Direction: Copy the rows below verbatim, beginning with the line that contains "e.g. [(248, 233)]" and continuing through the line that contains "[(364, 264)]", with both of those lines included.

Provided records:
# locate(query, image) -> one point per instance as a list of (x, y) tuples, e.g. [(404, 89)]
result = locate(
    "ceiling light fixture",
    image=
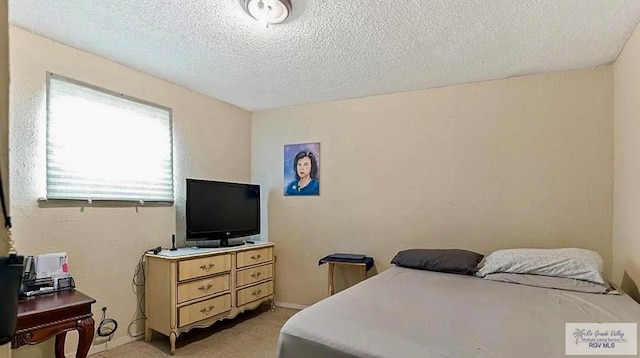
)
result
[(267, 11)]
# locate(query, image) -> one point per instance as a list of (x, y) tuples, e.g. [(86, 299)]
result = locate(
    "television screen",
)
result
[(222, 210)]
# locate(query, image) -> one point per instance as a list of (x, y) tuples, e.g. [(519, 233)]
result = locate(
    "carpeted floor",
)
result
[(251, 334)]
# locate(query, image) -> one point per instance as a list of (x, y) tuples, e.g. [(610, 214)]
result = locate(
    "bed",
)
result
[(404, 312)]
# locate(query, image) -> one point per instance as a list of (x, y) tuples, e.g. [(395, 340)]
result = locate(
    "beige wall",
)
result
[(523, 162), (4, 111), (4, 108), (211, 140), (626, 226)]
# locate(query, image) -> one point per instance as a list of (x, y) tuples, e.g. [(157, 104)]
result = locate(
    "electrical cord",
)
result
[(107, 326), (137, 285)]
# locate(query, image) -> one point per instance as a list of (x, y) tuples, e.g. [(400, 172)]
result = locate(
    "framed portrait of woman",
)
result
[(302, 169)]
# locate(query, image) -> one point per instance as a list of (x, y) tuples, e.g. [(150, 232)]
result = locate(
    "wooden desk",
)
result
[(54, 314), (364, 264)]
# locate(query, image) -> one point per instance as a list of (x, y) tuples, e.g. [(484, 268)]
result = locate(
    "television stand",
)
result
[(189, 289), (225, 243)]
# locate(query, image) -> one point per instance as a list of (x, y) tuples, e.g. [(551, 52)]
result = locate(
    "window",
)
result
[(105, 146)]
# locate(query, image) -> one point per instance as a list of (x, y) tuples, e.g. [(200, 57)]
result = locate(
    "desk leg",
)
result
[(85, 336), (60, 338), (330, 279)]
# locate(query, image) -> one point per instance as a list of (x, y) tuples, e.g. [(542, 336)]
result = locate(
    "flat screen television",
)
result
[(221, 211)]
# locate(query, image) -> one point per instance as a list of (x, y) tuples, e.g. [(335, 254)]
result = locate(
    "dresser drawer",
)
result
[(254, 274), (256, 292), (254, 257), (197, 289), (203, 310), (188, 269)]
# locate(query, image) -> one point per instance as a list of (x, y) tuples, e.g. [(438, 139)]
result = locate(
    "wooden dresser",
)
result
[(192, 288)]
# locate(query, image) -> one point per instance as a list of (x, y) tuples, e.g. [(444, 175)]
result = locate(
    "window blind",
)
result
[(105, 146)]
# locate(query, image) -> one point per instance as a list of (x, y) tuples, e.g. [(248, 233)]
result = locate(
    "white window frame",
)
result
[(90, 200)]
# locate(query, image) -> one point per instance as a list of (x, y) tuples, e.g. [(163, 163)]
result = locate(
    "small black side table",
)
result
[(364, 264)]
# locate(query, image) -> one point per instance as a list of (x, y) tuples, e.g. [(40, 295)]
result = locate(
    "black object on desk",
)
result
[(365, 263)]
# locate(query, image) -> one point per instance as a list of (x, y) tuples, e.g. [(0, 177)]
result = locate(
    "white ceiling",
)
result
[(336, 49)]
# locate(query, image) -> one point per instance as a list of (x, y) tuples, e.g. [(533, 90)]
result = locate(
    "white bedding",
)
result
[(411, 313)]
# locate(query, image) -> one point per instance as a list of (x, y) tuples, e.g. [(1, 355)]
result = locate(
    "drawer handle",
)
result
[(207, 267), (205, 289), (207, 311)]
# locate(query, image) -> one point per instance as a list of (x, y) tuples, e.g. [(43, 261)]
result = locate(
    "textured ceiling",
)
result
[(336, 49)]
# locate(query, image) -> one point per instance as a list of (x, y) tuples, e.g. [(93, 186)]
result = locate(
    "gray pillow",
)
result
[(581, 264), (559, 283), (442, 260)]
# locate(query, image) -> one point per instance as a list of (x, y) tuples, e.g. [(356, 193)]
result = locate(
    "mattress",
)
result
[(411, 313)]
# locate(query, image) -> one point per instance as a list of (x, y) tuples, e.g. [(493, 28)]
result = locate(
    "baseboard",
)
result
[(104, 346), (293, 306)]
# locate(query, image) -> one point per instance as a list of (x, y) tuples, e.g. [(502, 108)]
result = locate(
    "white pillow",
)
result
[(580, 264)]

---

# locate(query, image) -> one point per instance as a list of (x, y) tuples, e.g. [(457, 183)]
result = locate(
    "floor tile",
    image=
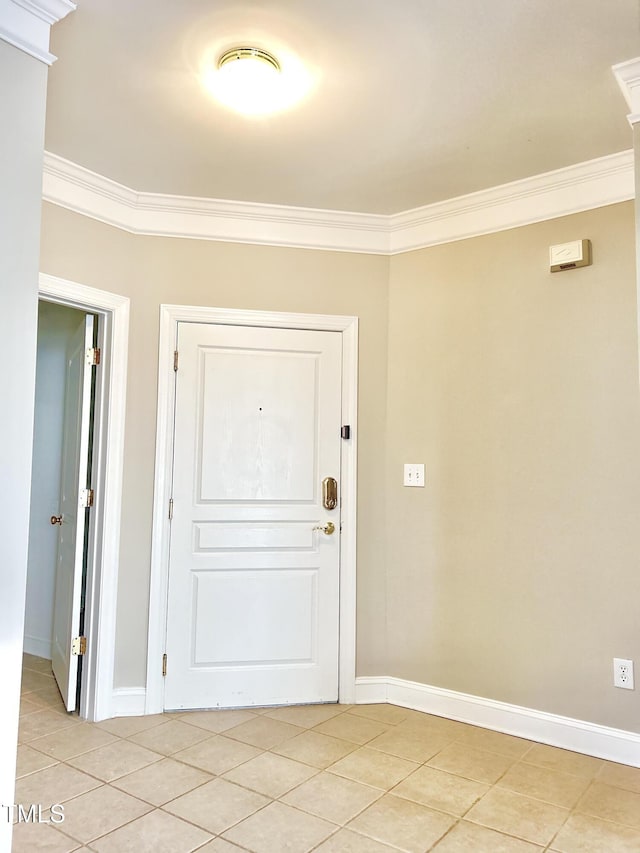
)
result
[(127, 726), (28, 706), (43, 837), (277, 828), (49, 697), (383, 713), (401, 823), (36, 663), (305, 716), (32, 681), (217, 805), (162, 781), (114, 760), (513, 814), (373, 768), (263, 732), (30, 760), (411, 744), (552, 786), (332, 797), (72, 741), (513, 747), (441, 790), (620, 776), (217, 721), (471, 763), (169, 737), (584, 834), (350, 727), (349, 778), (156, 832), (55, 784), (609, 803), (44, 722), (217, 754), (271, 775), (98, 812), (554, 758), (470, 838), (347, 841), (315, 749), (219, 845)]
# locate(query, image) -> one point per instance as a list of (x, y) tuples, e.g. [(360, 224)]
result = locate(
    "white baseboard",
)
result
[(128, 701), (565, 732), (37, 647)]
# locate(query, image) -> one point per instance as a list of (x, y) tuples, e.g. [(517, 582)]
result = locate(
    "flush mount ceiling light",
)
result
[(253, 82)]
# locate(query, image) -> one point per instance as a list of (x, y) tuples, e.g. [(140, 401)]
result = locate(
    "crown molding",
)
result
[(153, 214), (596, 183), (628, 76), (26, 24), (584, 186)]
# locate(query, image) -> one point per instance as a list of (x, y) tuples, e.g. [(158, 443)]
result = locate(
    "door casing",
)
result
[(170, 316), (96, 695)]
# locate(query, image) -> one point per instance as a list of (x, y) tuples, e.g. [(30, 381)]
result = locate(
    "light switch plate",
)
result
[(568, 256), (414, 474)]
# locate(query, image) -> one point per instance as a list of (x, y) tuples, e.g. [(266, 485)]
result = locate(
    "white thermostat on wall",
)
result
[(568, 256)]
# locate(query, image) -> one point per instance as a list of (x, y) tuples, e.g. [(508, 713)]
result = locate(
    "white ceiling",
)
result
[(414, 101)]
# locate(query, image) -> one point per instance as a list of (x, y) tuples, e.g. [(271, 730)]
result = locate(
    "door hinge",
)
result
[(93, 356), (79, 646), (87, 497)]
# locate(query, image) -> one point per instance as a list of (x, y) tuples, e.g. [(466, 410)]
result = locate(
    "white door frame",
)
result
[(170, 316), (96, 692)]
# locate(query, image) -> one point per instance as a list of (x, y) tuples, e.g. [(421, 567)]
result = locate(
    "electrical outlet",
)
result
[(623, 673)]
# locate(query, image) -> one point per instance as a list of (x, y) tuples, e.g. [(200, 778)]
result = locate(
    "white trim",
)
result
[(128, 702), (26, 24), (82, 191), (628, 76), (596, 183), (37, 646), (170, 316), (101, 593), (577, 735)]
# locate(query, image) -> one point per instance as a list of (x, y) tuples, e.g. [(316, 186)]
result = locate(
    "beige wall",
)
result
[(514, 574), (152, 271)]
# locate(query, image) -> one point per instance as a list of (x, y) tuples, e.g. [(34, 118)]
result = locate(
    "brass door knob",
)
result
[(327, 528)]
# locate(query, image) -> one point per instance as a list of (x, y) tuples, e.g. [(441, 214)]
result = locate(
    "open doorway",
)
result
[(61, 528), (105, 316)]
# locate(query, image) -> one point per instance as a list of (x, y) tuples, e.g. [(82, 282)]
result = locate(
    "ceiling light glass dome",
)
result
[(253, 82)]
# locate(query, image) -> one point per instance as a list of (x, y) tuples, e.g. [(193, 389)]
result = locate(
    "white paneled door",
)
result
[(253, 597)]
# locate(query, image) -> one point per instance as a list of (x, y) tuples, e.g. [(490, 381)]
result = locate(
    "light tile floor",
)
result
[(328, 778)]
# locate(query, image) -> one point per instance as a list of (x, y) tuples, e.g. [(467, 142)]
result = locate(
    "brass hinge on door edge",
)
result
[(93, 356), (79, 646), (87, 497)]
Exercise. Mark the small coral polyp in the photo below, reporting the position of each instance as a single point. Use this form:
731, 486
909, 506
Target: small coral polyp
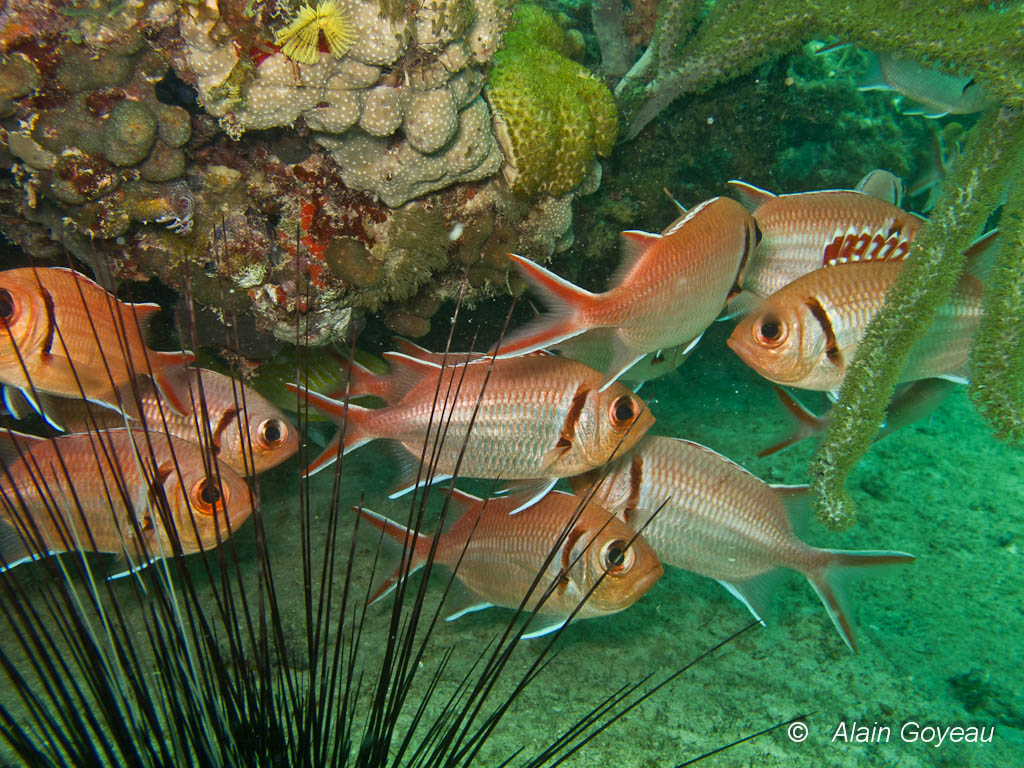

Output below:
# locate(query, image) -> one point per instance as a list of (x, y) tuples, e.g. [(248, 233)]
result = locate(
    "white window frame",
)
result
[(90, 200)]
# locate(query, image) -> one point per instance as a list of (x, y) tuples, e.g. [(163, 163)]
result = locate(
    "small black side table",
)
result
[(364, 264)]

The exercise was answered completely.